- What you have to do
Repeat, line for line, the entries printed below.

........

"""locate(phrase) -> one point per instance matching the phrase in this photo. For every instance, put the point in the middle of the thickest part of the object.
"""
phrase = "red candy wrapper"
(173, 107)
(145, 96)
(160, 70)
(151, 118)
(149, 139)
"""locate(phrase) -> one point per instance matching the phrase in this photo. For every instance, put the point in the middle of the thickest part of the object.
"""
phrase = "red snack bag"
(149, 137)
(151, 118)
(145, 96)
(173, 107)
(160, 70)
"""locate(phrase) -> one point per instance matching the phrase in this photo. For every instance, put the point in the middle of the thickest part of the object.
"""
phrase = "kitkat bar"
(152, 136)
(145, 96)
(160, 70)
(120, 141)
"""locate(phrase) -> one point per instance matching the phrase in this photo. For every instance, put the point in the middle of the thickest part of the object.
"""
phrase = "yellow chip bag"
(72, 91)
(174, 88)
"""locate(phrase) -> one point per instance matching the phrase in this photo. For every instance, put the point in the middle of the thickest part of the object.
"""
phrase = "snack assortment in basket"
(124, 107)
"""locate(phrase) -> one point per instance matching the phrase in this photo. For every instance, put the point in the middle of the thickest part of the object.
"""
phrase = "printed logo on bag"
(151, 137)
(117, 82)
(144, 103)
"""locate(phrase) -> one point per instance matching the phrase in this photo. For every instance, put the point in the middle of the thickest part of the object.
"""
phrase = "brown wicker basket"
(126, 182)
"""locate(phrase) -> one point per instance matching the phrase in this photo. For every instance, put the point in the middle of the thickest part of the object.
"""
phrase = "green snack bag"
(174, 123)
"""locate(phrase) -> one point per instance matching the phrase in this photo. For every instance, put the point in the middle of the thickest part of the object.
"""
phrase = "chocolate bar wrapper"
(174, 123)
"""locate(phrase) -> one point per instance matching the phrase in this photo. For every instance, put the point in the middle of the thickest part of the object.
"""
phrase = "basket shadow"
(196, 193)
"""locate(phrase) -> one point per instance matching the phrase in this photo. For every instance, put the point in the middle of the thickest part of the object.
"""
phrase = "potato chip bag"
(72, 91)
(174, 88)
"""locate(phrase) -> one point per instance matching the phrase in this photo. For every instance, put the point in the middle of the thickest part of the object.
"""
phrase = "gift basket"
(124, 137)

........

- Exercise solution
"""locate(phrase) -> one point per instance matching the phrase in this photo. For every instance, put the point in the middle of the thickest part of the object.
"""
phrase = "red candy wrapper"
(173, 107)
(145, 96)
(160, 70)
(151, 118)
(149, 139)
"""locate(phrase) -> one point per instance matching the phrase in this photo. For every instance, put the point in the middle of the thickest part of the object.
"""
phrase = "red snack bag"
(149, 137)
(151, 118)
(145, 96)
(173, 107)
(160, 70)
"""locate(phrase) -> one point per instance matching the phrase in this photo. For every instance, put the point in the middle of the thickest part of the object.
"""
phrase = "kitkat bar"
(152, 136)
(145, 96)
(160, 70)
(120, 141)
"""locate(phrase) -> one point per instance matching the phrase in this photo. For every instance, put the point in the middle of the thickest part of the object.
"""
phrase = "yellow chip bag"
(72, 91)
(174, 88)
"""locate(phrase) -> one point per instance matching the phrase in this photo. For every instance, put the point in the middle of the thickest part of the object.
"""
phrase = "snack assortment in basket"
(124, 107)
"""locate(phrase) -> one point per instance matching the phrase in this photo. For every instance, put the point in the middle of the thickest part of the object.
"""
phrase = "printed logo on bag"
(151, 137)
(117, 82)
(144, 103)
"""locate(phrase) -> one point per instance matching the phrase in this photo. For every instance, put the point in the middle of the thickest part of the object.
"""
phrase = "brown wicker basket"
(126, 182)
"""locate(phrase) -> one point per instance matching the phrase in this photo. For every instance, put the point in the middle of the thickest part of the object.
"""
phrase = "green snack bag"
(174, 123)
"""locate(phrase) -> one point per instance matching the phrase in this photo. For every instance, put the point in the middle of the thickest part of the object.
"""
phrase = "chocolate bar wrapper"
(174, 123)
"""locate(phrase) -> one point per instance matching the phrase in this photo. For every instance, put the point in the middle of the thickest part of the object.
"""
phrase = "basket shadow"
(196, 193)
"""locate(phrase) -> one point per instance matching the phrase in this photo. For every instance, put the point in the middle of the thickest part of the object.
"""
phrase = "potato chip bag"
(72, 91)
(174, 88)
"""locate(phrase) -> one point per instance matching the phrase in this photo. For every instance, put the point in the middle of the thickest part of the object.
"""
phrase = "gift basket"
(124, 137)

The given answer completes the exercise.